_What needs to be done:_ All records below must be retyped exactly.

#### Extracted information ####

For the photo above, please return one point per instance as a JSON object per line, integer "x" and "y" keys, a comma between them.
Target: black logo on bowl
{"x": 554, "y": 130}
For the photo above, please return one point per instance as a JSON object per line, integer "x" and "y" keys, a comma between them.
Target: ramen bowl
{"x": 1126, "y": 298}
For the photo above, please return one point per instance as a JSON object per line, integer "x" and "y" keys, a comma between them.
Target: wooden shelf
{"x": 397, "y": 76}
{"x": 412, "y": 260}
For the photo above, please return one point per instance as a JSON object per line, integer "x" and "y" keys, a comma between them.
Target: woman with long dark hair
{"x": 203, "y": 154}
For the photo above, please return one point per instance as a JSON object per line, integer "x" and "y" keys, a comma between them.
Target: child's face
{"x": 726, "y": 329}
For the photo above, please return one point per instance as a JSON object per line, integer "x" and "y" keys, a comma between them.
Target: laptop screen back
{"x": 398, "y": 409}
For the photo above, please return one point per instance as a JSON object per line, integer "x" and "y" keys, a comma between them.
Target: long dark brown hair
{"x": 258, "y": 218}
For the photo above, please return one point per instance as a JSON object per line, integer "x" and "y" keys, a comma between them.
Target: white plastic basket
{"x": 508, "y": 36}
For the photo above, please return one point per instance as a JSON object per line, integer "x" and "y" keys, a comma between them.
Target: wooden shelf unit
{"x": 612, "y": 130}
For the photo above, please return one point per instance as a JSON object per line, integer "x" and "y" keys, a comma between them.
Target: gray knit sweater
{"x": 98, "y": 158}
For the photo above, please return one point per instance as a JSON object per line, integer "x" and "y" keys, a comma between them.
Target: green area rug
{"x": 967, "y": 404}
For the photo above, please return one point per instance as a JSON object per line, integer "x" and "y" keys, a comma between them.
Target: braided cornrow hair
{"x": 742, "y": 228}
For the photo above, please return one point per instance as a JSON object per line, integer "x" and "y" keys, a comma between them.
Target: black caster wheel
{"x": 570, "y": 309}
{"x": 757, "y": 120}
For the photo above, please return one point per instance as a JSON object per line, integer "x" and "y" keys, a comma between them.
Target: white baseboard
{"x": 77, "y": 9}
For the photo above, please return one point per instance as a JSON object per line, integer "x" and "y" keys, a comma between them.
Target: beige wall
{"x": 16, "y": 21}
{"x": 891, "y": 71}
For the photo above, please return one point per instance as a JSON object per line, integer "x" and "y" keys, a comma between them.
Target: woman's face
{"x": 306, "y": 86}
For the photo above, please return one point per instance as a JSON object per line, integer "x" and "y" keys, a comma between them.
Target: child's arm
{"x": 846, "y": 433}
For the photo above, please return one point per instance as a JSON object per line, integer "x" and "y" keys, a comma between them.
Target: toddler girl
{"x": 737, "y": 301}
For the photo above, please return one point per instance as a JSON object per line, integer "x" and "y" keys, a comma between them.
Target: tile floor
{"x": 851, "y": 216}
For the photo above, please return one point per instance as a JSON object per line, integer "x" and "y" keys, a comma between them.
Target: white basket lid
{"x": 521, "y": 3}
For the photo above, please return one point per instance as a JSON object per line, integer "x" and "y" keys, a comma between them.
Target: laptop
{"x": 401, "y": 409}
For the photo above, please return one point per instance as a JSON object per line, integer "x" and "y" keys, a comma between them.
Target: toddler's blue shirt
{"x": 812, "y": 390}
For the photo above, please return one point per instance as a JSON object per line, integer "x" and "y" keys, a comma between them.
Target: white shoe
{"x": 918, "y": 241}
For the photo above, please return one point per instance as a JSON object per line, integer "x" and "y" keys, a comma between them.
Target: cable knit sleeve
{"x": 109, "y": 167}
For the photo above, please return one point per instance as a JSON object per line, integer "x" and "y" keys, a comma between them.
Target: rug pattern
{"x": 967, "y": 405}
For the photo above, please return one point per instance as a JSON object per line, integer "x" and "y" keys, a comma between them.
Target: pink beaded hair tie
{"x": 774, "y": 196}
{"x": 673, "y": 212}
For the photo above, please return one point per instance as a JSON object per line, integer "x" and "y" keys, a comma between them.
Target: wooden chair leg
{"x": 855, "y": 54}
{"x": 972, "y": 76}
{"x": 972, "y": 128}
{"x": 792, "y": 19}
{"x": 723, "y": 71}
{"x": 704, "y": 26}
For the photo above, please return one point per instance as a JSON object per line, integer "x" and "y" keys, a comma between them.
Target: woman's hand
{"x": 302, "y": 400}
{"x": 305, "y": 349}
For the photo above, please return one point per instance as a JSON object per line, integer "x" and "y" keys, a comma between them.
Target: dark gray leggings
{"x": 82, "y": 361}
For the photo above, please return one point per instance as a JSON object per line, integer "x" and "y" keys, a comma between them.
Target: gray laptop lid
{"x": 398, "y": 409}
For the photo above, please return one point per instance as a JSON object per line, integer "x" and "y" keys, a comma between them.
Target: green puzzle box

####

_Full answer:_
For the photo above, please return one point per instance as a JSON object per line, integer "x" and "y" keys, a comma between them.
Target: black logo on bowl
{"x": 554, "y": 130}
For the photo above, please return one point per instance as a JSON object per line, integer "x" and "y" keys, a comma between them.
Target: ramen bowl
{"x": 1126, "y": 298}
For the photo above, please return one point per instance as a JSON object per line, integer "x" and "y" keys, a comma between them.
Target: wooden shelf
{"x": 397, "y": 76}
{"x": 412, "y": 260}
For the photo above, please return one point per instance as a JSON object per line, integer "x" and "y" keys, a comma between them.
Target: woman with long dark hair
{"x": 203, "y": 154}
For the photo above, please return one point per instance as a JSON object per line, integer "x" and "y" keys, a comma between them.
Target: child's face
{"x": 726, "y": 329}
For the photo above, please return one point per instance as a JSON object per line, integer "x" and "y" keys, a comma between them.
Target: laptop screen back
{"x": 398, "y": 409}
For the photo above, please return one point per instance as a JSON object per line, integer "x" and "y" keys, a comma between them.
Target: long dark brown hair
{"x": 258, "y": 218}
For the photo above, please return one point per instance as a JSON object per line, integer "x" and "y" keys, a comma between them.
Target: white plastic basket
{"x": 508, "y": 36}
For the photo above, please return one point per instance as a JSON object per line, integer "x" and "y" keys, a comma between them.
Target: wooden shelf unit
{"x": 612, "y": 130}
For the photo above, please return one point per instance as a JSON object per line, integer "x" and "y" keys, a comma between them.
Target: gray knit sweater
{"x": 98, "y": 158}
For the photo above, please return one point per instance as a JSON object per line, integer "x" and "y" keys, a comma between them.
Target: green area rug
{"x": 967, "y": 404}
For the photo above, please return one point per instance as a JSON object per line, integer "x" and "y" keys, a comma between them.
Target: braided cornrow hair
{"x": 742, "y": 228}
For the photo above, please return one point per instance as a JSON object per line, integer "x" and "y" keys, a comma between them.
Target: black caster wheel
{"x": 570, "y": 309}
{"x": 757, "y": 120}
For the photo above, please return one point per instance as a JSON object per line, integer "x" and "y" keys, a comma between them.
Target: white baseboard
{"x": 77, "y": 9}
For the photo above, please return one point per instance as a JSON object per line, integer "x" and "y" keys, a comma between them.
Target: beige wall
{"x": 16, "y": 21}
{"x": 891, "y": 71}
For the photo above, please return one point per instance as a JSON object per line, integer "x" and "y" keys, a comma between them.
Target: woman's face
{"x": 306, "y": 86}
For the photo above, please return one point per instance as a JSON object per line, integer "x" and "y" keys, a comma between them.
Target: child's arm
{"x": 846, "y": 433}
For the photo above, please return one point per instance as a JSON object per line, integer "x" and "y" keys, a comma between them.
Target: toddler girl
{"x": 737, "y": 301}
For the photo above, please return one point per instance as a JSON object per line, integer "x" and "y" keys, a comma between them.
Target: tile floor
{"x": 851, "y": 216}
For the photo above, please return one point per instance as a JSON object per line, integer "x" and "y" keys, a comma between them.
Target: white basket lid
{"x": 521, "y": 3}
For the photo above, please return one point per instance as a JSON object per line, integer "x" and "y" keys, a comma between them.
Target: laptop
{"x": 401, "y": 409}
For the photo above, please return one point per instance as a JSON object per line, integer "x" and "y" keys, a comma between them.
Target: toddler's blue shirt
{"x": 812, "y": 390}
For the photo above, please return one point per instance as a JSON object per line, integer "x" and "y" keys, a comma between them.
Target: white shoe
{"x": 918, "y": 241}
For the photo above, please return one point per instance as a JSON object per line, integer "x" and "y" keys, a comma between them.
Target: cable knit sleeve
{"x": 109, "y": 167}
For the photo above, please return one point per instance as a JSON object per line, integer "x" and "y" keys, a comma between them.
Target: rug pattern
{"x": 967, "y": 405}
For the photo above, please return one point per instance as a JSON object per line, integer "x" and "y" keys, a comma between them.
Target: pink beaded hair tie
{"x": 774, "y": 196}
{"x": 673, "y": 212}
For the photo above, please return one point per instance as a JSON object per line, integer "x" and "y" keys, a comma between them.
Target: wooden chair leg
{"x": 855, "y": 54}
{"x": 972, "y": 76}
{"x": 972, "y": 128}
{"x": 792, "y": 19}
{"x": 723, "y": 71}
{"x": 704, "y": 26}
For the photo above, please return one point per instance as a JSON object per line, integer "x" and "y" keys, a comma between them.
Target: woman's hand
{"x": 302, "y": 400}
{"x": 305, "y": 349}
For the photo above, please return one point per instance as a JSON object per line, integer "x" and "y" keys, a comma between them.
Target: dark gray leggings
{"x": 82, "y": 361}
For the photo above, please return one point per instance as a JSON object per line, integer "x" and "y" keys, a comma between them.
Target: gray laptop lid
{"x": 398, "y": 409}
For the photo above, please return one point per instance as a JSON object per line, integer "x" and "y" keys, a comma between them.
Target: green puzzle box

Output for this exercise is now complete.